• _Given instruction a_:
In the marketing passage, what kind of software helps companies gather, sort, and interpret data about specific customers?

• _Passage_:

------------

One-to-One Marketing
Customizing products and marketing and rapidly delivering goods.
Marketers can maintain databases about customers with regard to tastes, price range preferences, purchasing habits, and lifestyles.
Customer relationship management software helps companies gather, sort, and interpret data about specific customers.
Classifying Services
Services can be classified as B2C or B2B. Services fall under the same categories (convenience, shopping, specialty) as tangible products. Services are different from goods: intangible, perishable (cannot stockpile in inventory), difficult to standardize (are customized to each customer’s needs), and the Service provider is the service
Marketing Strategy Implications
In B2B there is a greater emphasis on personal selling for installations and many component parts and a concentration on quality and customer service.
Producers of installations and component parts may involve customers in new-product development.
Advertising is more commonly used to sell supplies and accessory equipment.
Producers of supplies and accessory equipment place a greater emphasis on competitive pricing strategies.

------------

• _Given records_:
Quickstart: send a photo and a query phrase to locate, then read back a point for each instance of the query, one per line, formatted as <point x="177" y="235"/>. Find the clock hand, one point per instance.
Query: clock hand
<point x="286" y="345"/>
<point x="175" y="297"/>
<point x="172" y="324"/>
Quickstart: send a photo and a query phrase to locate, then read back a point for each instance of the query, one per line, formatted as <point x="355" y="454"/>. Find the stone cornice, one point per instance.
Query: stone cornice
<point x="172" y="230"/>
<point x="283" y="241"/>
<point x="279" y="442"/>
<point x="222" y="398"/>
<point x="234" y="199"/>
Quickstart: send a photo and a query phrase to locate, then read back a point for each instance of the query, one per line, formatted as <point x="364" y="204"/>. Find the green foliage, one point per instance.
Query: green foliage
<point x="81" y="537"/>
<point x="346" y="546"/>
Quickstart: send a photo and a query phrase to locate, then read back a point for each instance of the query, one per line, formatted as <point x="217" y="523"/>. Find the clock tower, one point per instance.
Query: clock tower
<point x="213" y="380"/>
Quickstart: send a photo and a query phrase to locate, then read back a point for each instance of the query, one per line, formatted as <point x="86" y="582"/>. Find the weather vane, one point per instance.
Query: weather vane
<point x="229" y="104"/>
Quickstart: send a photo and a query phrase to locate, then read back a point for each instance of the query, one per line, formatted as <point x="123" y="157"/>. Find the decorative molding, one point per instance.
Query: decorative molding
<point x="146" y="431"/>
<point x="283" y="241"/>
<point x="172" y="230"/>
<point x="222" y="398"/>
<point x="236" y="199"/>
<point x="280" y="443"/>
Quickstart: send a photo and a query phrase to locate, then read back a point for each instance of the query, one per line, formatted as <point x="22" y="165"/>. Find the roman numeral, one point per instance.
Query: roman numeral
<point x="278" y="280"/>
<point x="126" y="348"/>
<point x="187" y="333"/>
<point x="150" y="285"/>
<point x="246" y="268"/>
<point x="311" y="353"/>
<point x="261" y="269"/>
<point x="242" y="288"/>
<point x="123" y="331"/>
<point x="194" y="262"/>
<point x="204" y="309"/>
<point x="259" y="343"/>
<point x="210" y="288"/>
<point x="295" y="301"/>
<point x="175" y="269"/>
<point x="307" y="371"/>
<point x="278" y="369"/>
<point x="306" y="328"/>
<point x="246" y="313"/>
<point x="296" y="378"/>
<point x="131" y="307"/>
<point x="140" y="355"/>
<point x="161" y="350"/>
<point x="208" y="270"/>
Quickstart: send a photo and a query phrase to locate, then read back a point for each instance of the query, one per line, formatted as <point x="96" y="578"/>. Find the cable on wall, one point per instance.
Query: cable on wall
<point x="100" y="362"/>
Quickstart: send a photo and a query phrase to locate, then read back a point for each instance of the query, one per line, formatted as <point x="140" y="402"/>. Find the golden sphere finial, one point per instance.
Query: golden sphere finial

------------

• _Given instruction b_:
Please echo, word for word, the part of the records that opens with the line containing "finial, one point per instance." and runs through the end of the records, including both that line and the last one, and nothing else.

• _Correct output a_:
Customer relationship management software.

• _Correct output b_:
Quickstart: send a photo and a query phrase to locate, then read back a point for each instance of the query, one per line, formatted as <point x="140" y="402"/>. Find the golden sphere finial, one point per instance.
Query: golden sphere finial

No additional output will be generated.